The intermediate product slurry passes via conduit 36 to downstream separation equipment. For example, the flashlines 36 may discharge to a high pressure flash chamber 38, as shown in FIG. 1. As another example, the flashlines heater may discharge to a “funnel” 66 and/or a cyclone 68 as shown in FIG. 11. The funnel 66 provides a zone where the material within a plurality of flashlines 36 may be combined to form a single stream comprising diluent and solid polymer particles. As such, this funnel need not have a tip opening that is larger than the bottom opening (as a household funnel does), but rather may be any shape or size that facilitates the merging of one or more individual streams at the inlet to a combined stream at the outlet. This funnel can be used to shape the stream into the standard cyclone entrance dimensions described below. Also, as the velocities in the flash lines are some times very high, the funnel or transition piece can be used to slow down the slurry to velocities acceptable for use in a cyclone. Additionally, the funnel can be designed so that there is more than one entrance to the cyclone or so that more than one cyclone could be used.

####################

## Problem to solve
Please state what the funnel can slow the slurry down to, according to the passage on flashlines.

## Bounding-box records
####################

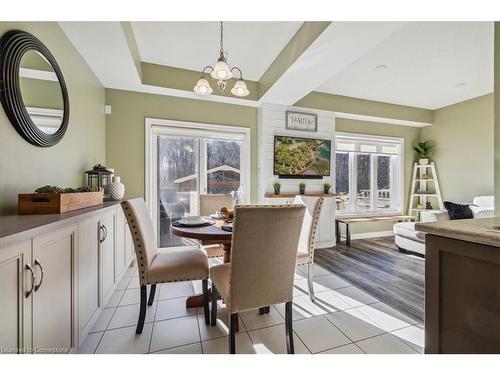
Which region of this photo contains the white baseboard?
[351,230,394,240]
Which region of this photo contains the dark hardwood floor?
[314,237,424,323]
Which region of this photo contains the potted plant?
[299,182,306,195]
[323,182,332,194]
[273,181,281,195]
[413,141,434,165]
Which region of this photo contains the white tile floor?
[79,266,423,354]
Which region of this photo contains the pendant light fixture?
[193,22,250,97]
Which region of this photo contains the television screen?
[274,135,331,178]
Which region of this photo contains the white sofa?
[393,196,495,255]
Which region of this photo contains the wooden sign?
[286,111,318,132]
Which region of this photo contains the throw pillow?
[444,202,474,220]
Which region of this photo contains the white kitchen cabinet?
[32,225,77,353]
[0,202,134,353]
[0,240,34,354]
[78,215,101,343]
[99,210,116,306]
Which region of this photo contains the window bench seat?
[335,215,415,246]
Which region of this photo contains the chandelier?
[193,22,250,97]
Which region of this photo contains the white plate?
[179,218,209,226]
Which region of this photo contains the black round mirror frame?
[0,30,69,147]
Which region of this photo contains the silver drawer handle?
[24,263,36,298]
[35,259,44,292]
[99,225,106,243]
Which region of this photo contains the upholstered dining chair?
[200,193,233,216]
[210,205,306,354]
[200,193,233,258]
[293,195,323,302]
[121,198,210,333]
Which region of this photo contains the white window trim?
[334,132,405,218]
[144,118,252,238]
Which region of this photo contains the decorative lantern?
[85,164,113,200]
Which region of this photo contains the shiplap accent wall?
[257,104,336,249]
[257,104,335,198]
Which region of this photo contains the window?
[146,119,250,248]
[335,133,403,215]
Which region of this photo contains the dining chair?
[210,205,306,354]
[200,193,233,258]
[293,195,323,302]
[121,198,210,334]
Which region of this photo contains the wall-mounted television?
[273,135,331,178]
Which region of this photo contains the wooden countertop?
[415,217,500,247]
[265,192,336,198]
[0,201,120,246]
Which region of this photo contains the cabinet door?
[115,207,126,283]
[100,210,116,306]
[78,215,101,338]
[33,225,77,353]
[0,241,33,354]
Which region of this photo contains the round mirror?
[0,30,69,147]
[19,50,64,134]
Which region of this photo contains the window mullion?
[349,152,358,212]
[198,138,208,194]
[370,154,378,211]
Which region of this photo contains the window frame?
[144,118,252,247]
[335,132,405,217]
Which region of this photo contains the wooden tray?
[17,191,103,215]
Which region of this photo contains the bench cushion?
[393,222,425,242]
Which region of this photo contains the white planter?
[108,176,125,201]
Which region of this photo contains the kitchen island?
[416,217,500,354]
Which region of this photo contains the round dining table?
[170,220,239,332]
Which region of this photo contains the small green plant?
[273,181,281,195]
[35,185,93,194]
[299,182,306,194]
[323,182,332,194]
[413,141,434,159]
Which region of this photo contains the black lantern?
[85,164,113,200]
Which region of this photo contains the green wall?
[106,89,257,201]
[0,22,105,215]
[493,22,500,215]
[420,94,494,202]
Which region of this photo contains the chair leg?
[201,279,210,325]
[135,285,148,334]
[148,284,156,306]
[210,283,218,327]
[259,306,271,315]
[228,314,238,354]
[307,263,316,302]
[285,302,295,354]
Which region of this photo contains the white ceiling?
[132,22,302,81]
[316,22,493,109]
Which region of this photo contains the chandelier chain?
[220,21,224,55]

####################

## Task answer
Velocities acceptable for use in a cyclone.